Source information START
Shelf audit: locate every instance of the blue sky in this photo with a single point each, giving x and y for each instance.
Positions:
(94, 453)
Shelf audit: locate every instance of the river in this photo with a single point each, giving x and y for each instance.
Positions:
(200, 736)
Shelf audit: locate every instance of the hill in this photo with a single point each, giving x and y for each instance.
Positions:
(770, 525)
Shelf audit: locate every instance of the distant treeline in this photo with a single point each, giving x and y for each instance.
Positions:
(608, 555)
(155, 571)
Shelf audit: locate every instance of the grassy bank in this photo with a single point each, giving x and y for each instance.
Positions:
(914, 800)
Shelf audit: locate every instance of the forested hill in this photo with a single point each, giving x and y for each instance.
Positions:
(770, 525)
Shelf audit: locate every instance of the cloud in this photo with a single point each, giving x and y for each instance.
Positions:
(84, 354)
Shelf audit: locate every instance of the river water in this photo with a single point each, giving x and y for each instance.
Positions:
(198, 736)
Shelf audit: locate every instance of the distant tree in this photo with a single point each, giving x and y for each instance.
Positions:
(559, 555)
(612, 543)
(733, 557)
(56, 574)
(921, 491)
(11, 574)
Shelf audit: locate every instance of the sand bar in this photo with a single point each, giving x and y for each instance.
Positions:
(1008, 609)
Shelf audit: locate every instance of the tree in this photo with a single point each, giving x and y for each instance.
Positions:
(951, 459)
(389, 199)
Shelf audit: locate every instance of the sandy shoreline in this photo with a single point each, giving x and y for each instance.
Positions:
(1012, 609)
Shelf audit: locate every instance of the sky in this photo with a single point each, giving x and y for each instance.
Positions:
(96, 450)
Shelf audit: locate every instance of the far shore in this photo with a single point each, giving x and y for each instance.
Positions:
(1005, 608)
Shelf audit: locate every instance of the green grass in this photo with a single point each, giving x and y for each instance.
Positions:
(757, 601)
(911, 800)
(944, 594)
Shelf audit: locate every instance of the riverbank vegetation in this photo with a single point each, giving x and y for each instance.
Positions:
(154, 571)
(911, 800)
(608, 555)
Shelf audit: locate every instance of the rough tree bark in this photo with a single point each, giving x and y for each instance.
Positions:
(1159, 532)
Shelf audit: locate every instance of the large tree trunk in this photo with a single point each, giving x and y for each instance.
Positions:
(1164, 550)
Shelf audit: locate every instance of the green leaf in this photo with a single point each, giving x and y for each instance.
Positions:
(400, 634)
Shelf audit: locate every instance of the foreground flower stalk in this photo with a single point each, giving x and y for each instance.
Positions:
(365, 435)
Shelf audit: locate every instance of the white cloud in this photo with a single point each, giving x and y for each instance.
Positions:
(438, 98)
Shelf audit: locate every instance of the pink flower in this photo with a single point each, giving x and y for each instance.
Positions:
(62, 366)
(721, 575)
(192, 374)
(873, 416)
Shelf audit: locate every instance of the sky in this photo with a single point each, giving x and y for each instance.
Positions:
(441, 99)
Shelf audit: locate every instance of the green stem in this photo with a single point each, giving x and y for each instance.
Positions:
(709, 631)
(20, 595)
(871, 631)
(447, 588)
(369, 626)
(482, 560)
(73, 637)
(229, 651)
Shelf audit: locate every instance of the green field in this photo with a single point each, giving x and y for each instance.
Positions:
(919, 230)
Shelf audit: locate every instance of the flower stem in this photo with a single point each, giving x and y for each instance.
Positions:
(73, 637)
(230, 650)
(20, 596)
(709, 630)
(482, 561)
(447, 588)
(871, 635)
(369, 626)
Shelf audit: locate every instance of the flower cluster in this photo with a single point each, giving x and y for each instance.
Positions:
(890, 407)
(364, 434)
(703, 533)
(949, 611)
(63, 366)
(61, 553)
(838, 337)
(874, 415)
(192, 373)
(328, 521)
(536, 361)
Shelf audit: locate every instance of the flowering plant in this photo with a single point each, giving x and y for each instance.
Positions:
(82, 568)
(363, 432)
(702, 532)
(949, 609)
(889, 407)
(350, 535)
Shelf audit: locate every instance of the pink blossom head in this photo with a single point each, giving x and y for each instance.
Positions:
Source information END
▶ [Assigned task]:
Give back all of the data above without any alteration.

▶ [Written response]:
Shelf audit: locate every instance of the blue sky in this photo with a single point each, giving x and y for each instance.
Positions:
(94, 453)
Shelf audit: locate every instance of the river in this photo with a single point each, giving x and y for each instance.
Positions:
(200, 736)
Shelf audit: locate every instance of the hill in this photo with a single point each, giving x and y for each instance.
Positions:
(770, 525)
Shelf audit: locate every instance of the distant treeline in this photo with a single point each, giving x and y for each instance.
Positions:
(608, 555)
(155, 571)
Shelf audit: locate every instance of the grassy bank in this photo with a single point each, giving x and y for each instance.
Positions:
(914, 800)
Shelf audit: locate every instance of the forested hill in this photo with a single point each, giving x and y for each instance.
Positions:
(770, 525)
Shelf audit: locate every instance of the cloud in this photo with a single point each, giving x and y for each instance.
Positions:
(84, 354)
Shelf audit: locate every instance of the river water in this photo with a single point each, giving x and y for each instance.
Positions:
(198, 736)
Shelf audit: locate every instance of the distant tree in this photo with a single point each, giving x and y for each instance.
Positions:
(559, 555)
(612, 543)
(733, 557)
(56, 574)
(921, 491)
(11, 574)
Shelf audit: locate every instance of the sand bar in this photo with a single point each, giving x and y for each instance.
Positions:
(1008, 609)
Shelf audit: locate every instance of the tree in this photo with a single point each, giving x and y for each instance.
Positions:
(951, 459)
(389, 199)
Shelf audit: locate every instance of the sandy shoreline in this photo with a single point each, giving x and y for each instance.
Positions:
(1012, 609)
Shelf audit: locate every instance of the sky in this photo with a single point each, giving x and y for each instance.
Positions:
(96, 450)
Shelf audit: locate every instance of the far shore in this photo with a single point each, giving x and y for each instance.
Positions:
(1005, 608)
Shelf audit: locate every instance of the green grass in this photo with a single point each, giving x and y for each instance.
Positions:
(757, 601)
(911, 800)
(944, 594)
Shelf audit: locate every instance of the riverbank vegetation in this photo with a single point each, giving x and y for each instance.
Positions:
(154, 571)
(911, 800)
(608, 555)
Shelf audit: locate every instance of the rough tree bark in this photo with a single point each, giving x and y for each instance.
Positions:
(1159, 532)
Shelf audit: locate every instance of the large tree trunk in this photo with a single point each, giving x and y for each instance.
Positions:
(1164, 550)
Shelf audit: locate every instance of the green leaf in this photo with a single point each, giving x and y for each instance.
Positions:
(400, 634)
Shelf audit: locate every instance of the foreground flower stalk in this photo with a single point each, giving x and y for each instance.
Positions:
(365, 435)
Shelf audit: locate every instance of the white cloud in this photo with a single point each, giving x and y for each instance.
Positions:
(438, 98)
Shelf audit: locate every instance of the pink flower in this photo with a single point each, giving x and y for each instance.
Positions:
(62, 366)
(721, 575)
(192, 374)
(873, 416)
Shelf audit: locate every instance of the sky in this photo with a single point each, giving x and y for each instance.
Positions:
(441, 99)
Shelf audit: locate every instance of the green stem in this photo with a single point each, giving x and y for each instance.
Positions:
(709, 631)
(20, 595)
(871, 631)
(447, 588)
(369, 626)
(482, 560)
(73, 637)
(229, 651)
Shelf audit: locate every instance of the green field in this photo with a single point each, giving x and y for each instance.
Positions:
(919, 230)
Shelf audit: locate every instance of the flower stem in this photo with a single point each, giving x and y for each instance.
Positions:
(73, 637)
(230, 650)
(20, 596)
(709, 630)
(482, 561)
(447, 588)
(871, 635)
(369, 626)
Shelf audit: locate every instance of the flower cluster in this photo with a single point each, giving x and y for each instance.
Positions:
(890, 407)
(364, 434)
(703, 533)
(949, 611)
(63, 366)
(61, 553)
(838, 337)
(874, 415)
(192, 373)
(328, 521)
(536, 361)
Shelf audit: locate every instance of the flowering plant in this photo with a single point each, giving x and y for each instance.
Positions:
(82, 568)
(363, 432)
(702, 532)
(949, 609)
(889, 407)
(350, 535)
Shelf audit: locate every instance of the pink blossom head in this photo with a single point each, giving x and y for each instance.
Positions:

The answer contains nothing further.